**REQUEST**
Images excluded, repeat each entry below exactly.

**RECORDS TO USE**
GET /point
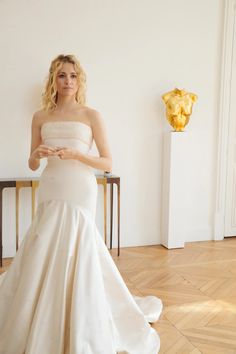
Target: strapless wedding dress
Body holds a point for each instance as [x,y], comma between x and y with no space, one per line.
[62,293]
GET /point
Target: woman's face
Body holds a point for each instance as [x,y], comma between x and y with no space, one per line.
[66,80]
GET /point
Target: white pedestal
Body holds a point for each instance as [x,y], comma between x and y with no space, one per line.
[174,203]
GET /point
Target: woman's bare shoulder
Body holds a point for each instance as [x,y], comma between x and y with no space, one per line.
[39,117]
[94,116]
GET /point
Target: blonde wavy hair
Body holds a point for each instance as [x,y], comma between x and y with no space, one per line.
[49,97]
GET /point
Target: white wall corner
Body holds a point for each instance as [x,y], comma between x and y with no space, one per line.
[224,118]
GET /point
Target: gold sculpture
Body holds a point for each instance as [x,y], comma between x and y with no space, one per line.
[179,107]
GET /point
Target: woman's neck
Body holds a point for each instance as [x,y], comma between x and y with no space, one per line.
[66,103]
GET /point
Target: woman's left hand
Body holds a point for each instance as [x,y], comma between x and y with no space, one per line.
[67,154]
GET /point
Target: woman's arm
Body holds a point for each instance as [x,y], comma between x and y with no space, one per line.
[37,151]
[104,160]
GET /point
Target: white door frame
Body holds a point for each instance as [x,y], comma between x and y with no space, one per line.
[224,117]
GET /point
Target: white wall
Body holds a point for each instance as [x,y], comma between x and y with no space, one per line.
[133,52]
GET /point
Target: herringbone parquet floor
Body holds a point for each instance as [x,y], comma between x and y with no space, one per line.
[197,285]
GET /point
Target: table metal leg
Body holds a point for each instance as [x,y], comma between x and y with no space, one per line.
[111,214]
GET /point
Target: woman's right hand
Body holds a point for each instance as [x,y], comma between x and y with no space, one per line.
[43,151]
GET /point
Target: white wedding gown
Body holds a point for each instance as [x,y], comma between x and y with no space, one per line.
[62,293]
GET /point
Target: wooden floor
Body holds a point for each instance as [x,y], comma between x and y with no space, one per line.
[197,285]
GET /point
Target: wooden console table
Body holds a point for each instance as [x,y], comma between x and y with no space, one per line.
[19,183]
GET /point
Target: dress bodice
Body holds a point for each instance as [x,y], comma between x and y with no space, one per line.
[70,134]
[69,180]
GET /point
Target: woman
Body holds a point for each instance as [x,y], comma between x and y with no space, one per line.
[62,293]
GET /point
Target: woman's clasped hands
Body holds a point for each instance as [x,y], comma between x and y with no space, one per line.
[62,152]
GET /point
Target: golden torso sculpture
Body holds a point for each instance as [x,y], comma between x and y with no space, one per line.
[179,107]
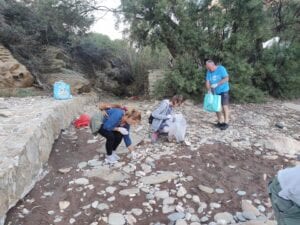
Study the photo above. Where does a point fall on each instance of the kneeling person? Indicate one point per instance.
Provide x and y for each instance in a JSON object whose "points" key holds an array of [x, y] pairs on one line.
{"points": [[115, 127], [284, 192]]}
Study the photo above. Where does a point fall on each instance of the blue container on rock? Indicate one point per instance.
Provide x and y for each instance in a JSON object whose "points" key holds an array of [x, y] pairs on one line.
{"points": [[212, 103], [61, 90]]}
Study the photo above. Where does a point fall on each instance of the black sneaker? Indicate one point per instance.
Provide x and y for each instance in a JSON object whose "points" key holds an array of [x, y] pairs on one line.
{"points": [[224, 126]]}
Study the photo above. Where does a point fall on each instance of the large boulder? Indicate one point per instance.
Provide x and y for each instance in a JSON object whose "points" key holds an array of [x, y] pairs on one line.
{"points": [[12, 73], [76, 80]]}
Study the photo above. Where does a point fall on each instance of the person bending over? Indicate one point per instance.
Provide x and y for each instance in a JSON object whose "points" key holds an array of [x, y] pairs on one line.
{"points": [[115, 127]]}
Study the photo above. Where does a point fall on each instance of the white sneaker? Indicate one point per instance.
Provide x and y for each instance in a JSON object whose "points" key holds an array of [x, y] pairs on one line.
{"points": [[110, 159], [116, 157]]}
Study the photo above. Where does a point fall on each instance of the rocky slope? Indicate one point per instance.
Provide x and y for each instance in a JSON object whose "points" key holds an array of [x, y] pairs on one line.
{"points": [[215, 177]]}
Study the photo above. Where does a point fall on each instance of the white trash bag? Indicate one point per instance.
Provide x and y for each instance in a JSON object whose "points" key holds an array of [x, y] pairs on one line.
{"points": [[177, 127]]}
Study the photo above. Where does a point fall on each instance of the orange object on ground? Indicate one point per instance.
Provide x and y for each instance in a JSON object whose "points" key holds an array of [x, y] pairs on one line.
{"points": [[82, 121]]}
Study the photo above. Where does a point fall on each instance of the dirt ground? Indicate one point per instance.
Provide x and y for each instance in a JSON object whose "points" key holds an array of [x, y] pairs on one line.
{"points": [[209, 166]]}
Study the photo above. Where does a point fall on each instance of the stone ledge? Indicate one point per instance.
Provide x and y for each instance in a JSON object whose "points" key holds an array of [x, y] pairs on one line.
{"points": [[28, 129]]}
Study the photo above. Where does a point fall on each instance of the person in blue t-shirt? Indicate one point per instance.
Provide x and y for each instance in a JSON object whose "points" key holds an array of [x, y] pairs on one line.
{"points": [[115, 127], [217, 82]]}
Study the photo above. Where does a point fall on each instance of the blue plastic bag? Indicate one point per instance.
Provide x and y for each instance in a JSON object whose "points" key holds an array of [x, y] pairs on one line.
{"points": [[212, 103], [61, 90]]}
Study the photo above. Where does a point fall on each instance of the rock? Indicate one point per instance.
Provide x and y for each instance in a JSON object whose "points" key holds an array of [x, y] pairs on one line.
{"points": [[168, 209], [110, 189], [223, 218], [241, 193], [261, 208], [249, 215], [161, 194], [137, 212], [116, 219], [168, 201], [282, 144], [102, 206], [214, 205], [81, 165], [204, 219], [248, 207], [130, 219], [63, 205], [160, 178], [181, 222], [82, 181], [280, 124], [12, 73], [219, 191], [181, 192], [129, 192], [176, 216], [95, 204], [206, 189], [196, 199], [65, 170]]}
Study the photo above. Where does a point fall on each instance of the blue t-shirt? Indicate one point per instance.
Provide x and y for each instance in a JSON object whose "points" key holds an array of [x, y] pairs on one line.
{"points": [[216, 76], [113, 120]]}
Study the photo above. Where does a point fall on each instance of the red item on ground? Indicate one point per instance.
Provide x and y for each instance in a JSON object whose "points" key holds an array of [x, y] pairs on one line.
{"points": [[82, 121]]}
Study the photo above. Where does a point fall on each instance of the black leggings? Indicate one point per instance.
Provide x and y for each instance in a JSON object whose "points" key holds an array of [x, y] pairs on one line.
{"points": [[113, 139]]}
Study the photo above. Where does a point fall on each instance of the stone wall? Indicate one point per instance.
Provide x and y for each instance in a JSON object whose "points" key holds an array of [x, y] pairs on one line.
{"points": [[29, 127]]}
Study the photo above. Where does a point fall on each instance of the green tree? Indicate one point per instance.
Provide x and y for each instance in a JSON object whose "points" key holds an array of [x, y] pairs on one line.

**EXERCISE OUTPUT**
GET /point
Target: strapless wedding dress
Body holds a point for each instance as [x,y], comma between x and y with no space, one per line.
[62,293]
GET /point
Target: woman's face
Body holds a point for each instance as [x,y], comma between x and y with no space, one per line.
[66,80]
GET /point
Target: white pedestal
Body holds a point for each instance as [x,y], comma between x and y with no space, one per line.
[174,203]
GET /point
Target: woman's bare shoulder
Body holds a point for each instance as [x,y], comma between x and y with no space, one per line.
[39,117]
[94,116]
GET /point
Target: blonde wavy hair
Body holds a point for each instance as [x,y], comma between x and y with no space, one per line.
[49,97]
GET /point
Target: white wall corner
Body holds a point for each instance as [x,y], comma between x and y with no space, one per line.
[224,118]
GET /point
Target: gold sculpture
Body holds a point for each instance as [x,y], comma between x and y with no space, one per line.
[179,107]
GET /point
Target: woman's neck
Body holds a point for each instance as [x,y], comma between x and y with no space, one per line.
[66,103]
GET /point
Target: woman's left hand
Body holds a point for each instance as [x,y], comma between x and y with no space, one per line.
[67,154]
GET /point
Target: woman's arm
Body holds a point for each instance as [x,y], comma between x and y with no space, one per line.
[37,151]
[104,160]
GET /point
Target: white door frame
Body holds a point for each instance as [x,y], comma between x and y with no space, one per line.
[224,117]
GET /point
Target: white wall
Body holds a point for each instance as [x,y], comma between x and y with no space, one per line.
[133,52]
GET /point
Target: herringbone parquet floor
Body holds a point for each instance as [x,y], comma between x and y with no space, one per line.
[197,285]
GET /point
Target: table metal leg
Body holds a point for each instance as [x,y], comma between x and y with no space, one per line.
[111,214]
GET /point
Target: woman's right hand
Body holds a point for each instance as [x,y], comma between x and y with no space, one per line.
[43,151]
GET /point
Target: white wedding gown
Body holds a point for each instance as [x,y], comma between x and y with no space, one per line.
[62,293]
GET /point
Target: wooden floor
Body holds a point for each instance as [x,y], comma between x and y with no space, one per line.
[197,285]
GET /point
Target: wooden console table
Body holds a point for each instance as [x,y], comma between x and y with no space, one per line.
[19,183]
GET /point
Target: dress bodice
Body holds a point for each instance as [x,y], comma between x and y with no space, one per line.
[70,134]
[69,180]
GET /point
Target: woman
Body holds a point for each instance as [x,y], comma between x and y with no space, one per line.
[62,293]
GET /point
Target: woman's clasped hands
Body holds a point for each instance as [x,y], comma between x and y with no space, one per line.
[62,152]
GET /point
Target: golden torso sculpture
Body holds a point for each instance as [x,y], comma between x and y with no space, one per line.
[179,107]
Study the photo above. Where does a point fall on each instance of the kneeling person? Indicate one point per instance.
Provide x and y for each instance in a JSON object whose "points" key holds an array of [x, y] pairs on one line.
{"points": [[115, 127], [284, 192]]}
Study the photo above. Where does a point fall on each instance of the blue container on rock? Indicate one point per instance.
Provide x and y for each instance in a JSON object whose "points" key holds an array of [x, y] pairs on one line.
{"points": [[212, 103], [61, 90]]}
Study the photo above. Where does a point fall on each instance of the black sneaker? Indicate one point per instance.
Provide x and y for each instance in a JSON object whose "points" key holds an array of [x, y] pairs on one line.
{"points": [[224, 126]]}
Study the photo above. Where does a point fall on each instance of the large boulder? Indicate one point per instance.
Provide x and y for each instance in a JSON object whose "points" key holds an array of [x, y] pairs on one line.
{"points": [[12, 73], [76, 80]]}
Study the photo above. Where does a point fall on each instance of the person bending over? Indicate one point per instance.
Provide x and y for each instance in a JSON object whose "points" key holds an array of [x, y] pairs on one line.
{"points": [[115, 127]]}
Study the photo above. Where does a point fall on each instance of the white sneaker? Indicate one point per instance.
Provide x and y for each instance in a JSON object whose "points" key holds an array of [x, y] pairs on one line.
{"points": [[110, 159], [116, 157]]}
Study the photo above. Where does a point fall on each instance of the rocky slope? Indicate one point per instance.
Provide x and y for each instance in a JSON object whose "points" key holds an array of [x, y] pairs on one line.
{"points": [[215, 177]]}
Study the photo above. Where does a point fall on each instance of the white trash bag? Indicate one point per instance.
Provide x and y for each instance in a JSON object whose "points" key holds an array of [x, y] pairs on one line.
{"points": [[177, 127]]}
Study the photo above. Where does a point fall on each instance of the orange object on ground? Indicate one point per instance.
Provide x and y for each instance in a JSON object whose "points" key holds an array of [x, y] pairs on one line.
{"points": [[82, 121]]}
Study the photo above. Where does a point fall on each instance of the dirt ground? Indicate one point per instance.
Provide x and y for each instance in a JSON object whose "points" key holds an array of [x, y] pairs on one line.
{"points": [[209, 166]]}
Study the photo above. Where does a point fall on each instance of the stone ledge? Indicate one point per instance.
Provide x and y for each instance in a JSON object whose "points" key holds an array of [x, y] pairs on one line.
{"points": [[28, 129]]}
Study the photo above. Where does a point fall on each instance of the person in blue t-shirt? Indicate one point per instance.
Provide x and y for each instance in a JSON object whose "points" key holds an array of [x, y] pairs on one line.
{"points": [[115, 127], [217, 82]]}
Study the photo above. Where does a point fall on each instance of the blue plastic bag? Indicate one point per instance.
Provide x and y for each instance in a JSON object whose "points" key holds an array of [x, y] pairs on one line.
{"points": [[212, 103], [61, 90]]}
Study the photo above. Where does a point fall on each instance of the rock? Indicate one point per instance.
Provide x and y for each instance in a JSON object whose "points" key holds an array of [x, y] pairs on one line.
{"points": [[168, 209], [110, 189], [223, 218], [241, 193], [261, 208], [249, 215], [161, 194], [137, 212], [116, 219], [168, 201], [282, 144], [102, 206], [214, 205], [81, 165], [204, 219], [248, 207], [130, 219], [63, 205], [160, 178], [181, 222], [82, 181], [280, 124], [12, 73], [219, 191], [181, 192], [129, 192], [176, 216], [95, 204], [206, 189], [196, 199], [65, 170]]}
Study the photo above. Where does a point fall on each instance of the blue t-shirt? Indicate one point per instance.
Provide x and y for each instance in a JSON object whose "points" key holds an array of [x, y] pairs on one line.
{"points": [[216, 76], [113, 120]]}
Study the photo above. Where does a point fall on each instance of the red item on ground? Indicate one point per instance.
Provide x and y for each instance in a JSON object whose "points" key holds an array of [x, y] pairs on one line.
{"points": [[82, 121]]}
Study the photo above. Where does a point fall on each instance of the black leggings? Indicate one point per instance.
Provide x and y for each instance in a JSON object whose "points" key holds an array of [x, y] pairs on one line.
{"points": [[113, 139]]}
Study the photo above. Where does a point fall on each instance of the stone wall? Indicate one point per instance.
Provide x and y for each instance in a JSON object whose "points" key holds an array of [x, y] pairs on one line.
{"points": [[29, 127]]}
Study the photo above. Where does a point fall on each instance of the green tree? Indicate one point per instance.
Provide x and y for each instance in a JSON object whose "points" key holds an array of [x, y] pairs on one line.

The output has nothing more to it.